== Data records ==
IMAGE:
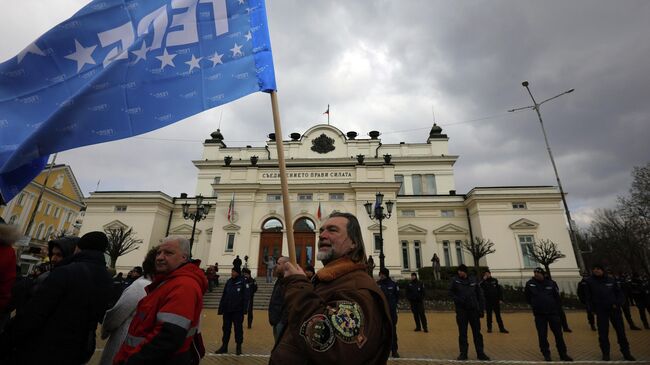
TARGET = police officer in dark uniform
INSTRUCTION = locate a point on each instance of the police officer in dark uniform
===
== Data records ==
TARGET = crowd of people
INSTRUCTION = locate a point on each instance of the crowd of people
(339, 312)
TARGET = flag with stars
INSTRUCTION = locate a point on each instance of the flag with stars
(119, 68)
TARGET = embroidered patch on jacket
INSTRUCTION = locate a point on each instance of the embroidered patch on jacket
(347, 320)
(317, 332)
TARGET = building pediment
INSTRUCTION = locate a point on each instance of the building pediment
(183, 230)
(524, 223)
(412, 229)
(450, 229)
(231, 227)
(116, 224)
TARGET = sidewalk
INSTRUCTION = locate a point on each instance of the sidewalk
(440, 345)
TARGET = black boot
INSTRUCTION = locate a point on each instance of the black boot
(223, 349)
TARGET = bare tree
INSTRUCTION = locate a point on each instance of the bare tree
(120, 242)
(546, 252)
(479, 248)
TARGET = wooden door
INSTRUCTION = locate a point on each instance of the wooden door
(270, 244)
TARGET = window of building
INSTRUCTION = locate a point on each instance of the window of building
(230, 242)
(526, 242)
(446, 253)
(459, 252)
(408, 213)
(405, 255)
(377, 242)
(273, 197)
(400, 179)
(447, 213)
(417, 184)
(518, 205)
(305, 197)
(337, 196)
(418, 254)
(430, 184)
===
__Your objective__: What you give back must be the stretch above, starting at the line with "TARGET = sidewalk" and ending at the line with "TARGET = wooden door", copied exactly.

__Result__:
TARGET = sidewalk
INSTRUCTION = locate a point on each instance of the sidewalk
(440, 345)
TARGET = black boot
INSTRUCTION = locate a point on each instance of the black boot
(223, 349)
TARGET = bare tree
INSTRUCTION = locate a point on each instance of the bare tree
(120, 242)
(546, 252)
(479, 248)
TARGET = wooden door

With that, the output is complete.